Extracted information:
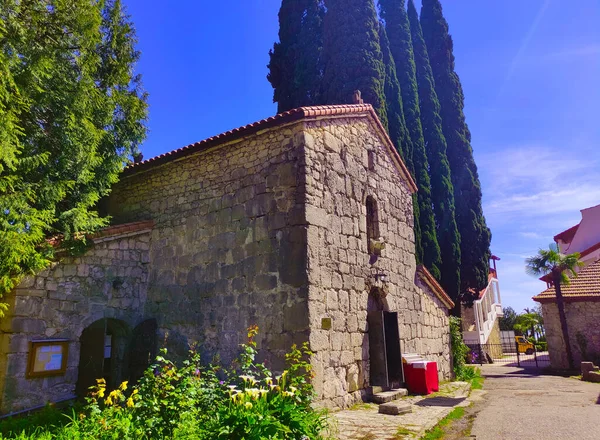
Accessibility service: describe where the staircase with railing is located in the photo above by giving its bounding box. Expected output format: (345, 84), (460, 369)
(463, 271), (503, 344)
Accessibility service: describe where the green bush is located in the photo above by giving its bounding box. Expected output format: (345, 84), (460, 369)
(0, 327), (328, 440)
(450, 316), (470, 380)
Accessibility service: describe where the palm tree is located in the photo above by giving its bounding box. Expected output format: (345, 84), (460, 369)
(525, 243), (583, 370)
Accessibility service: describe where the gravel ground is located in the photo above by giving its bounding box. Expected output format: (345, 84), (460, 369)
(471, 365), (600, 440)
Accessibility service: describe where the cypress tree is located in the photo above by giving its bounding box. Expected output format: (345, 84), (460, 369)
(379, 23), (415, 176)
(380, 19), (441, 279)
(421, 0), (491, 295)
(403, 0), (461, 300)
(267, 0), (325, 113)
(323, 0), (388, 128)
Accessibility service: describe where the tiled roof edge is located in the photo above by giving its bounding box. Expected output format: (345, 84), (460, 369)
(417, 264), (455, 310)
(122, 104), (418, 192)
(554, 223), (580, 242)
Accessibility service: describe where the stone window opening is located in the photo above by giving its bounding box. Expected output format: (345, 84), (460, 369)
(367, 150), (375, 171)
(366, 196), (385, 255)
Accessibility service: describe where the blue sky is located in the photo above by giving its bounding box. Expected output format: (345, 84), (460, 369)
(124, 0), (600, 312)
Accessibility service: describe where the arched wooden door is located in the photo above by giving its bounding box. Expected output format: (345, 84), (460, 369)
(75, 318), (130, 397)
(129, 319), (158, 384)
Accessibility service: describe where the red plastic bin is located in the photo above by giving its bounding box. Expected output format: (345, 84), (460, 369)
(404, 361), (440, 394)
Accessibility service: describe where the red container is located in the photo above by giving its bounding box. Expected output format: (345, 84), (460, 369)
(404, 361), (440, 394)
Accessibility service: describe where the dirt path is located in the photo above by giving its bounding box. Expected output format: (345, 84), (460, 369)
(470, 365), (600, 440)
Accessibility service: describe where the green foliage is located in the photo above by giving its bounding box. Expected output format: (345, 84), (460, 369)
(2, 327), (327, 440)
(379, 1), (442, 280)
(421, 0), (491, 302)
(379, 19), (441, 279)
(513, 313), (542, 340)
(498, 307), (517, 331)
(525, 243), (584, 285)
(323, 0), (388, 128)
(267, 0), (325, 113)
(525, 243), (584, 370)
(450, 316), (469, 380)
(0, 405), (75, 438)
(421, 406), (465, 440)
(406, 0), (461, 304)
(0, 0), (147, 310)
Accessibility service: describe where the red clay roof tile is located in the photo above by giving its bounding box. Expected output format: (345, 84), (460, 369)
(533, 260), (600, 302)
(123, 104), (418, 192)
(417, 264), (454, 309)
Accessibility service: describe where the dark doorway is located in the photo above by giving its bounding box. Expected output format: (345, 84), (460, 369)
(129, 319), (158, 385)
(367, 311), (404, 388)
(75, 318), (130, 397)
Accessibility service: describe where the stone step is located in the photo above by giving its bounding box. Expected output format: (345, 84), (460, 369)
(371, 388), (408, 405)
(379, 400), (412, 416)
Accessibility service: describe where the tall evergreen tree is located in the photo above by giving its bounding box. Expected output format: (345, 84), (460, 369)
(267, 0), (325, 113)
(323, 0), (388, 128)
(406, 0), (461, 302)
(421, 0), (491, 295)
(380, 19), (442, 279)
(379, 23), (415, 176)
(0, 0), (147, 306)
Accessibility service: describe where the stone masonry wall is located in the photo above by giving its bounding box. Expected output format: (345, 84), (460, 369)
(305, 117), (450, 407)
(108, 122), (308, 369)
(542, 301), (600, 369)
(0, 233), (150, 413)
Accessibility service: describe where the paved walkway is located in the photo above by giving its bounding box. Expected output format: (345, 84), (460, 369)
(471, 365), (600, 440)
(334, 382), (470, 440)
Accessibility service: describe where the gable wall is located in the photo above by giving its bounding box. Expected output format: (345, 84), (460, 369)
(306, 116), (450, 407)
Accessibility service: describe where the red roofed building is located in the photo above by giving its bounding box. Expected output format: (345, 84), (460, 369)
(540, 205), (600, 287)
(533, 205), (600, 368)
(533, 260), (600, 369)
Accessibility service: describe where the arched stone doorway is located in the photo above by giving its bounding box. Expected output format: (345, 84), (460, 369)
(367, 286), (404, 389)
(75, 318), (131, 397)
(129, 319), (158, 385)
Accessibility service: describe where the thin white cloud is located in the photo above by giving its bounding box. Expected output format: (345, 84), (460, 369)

The exercise: Reproduce everything from the line containing "Accessibility service: describe where the arched wooden" down to the line containing "(129, 319), (158, 384)", substituting "timber" for "wooden" and leaving all else unchanged.

Finished answer:
Accessibility service: describe where the arched timber door is located in the photo above by giving its bounding box. Expected output format: (345, 84), (460, 369)
(75, 318), (130, 397)
(129, 319), (158, 384)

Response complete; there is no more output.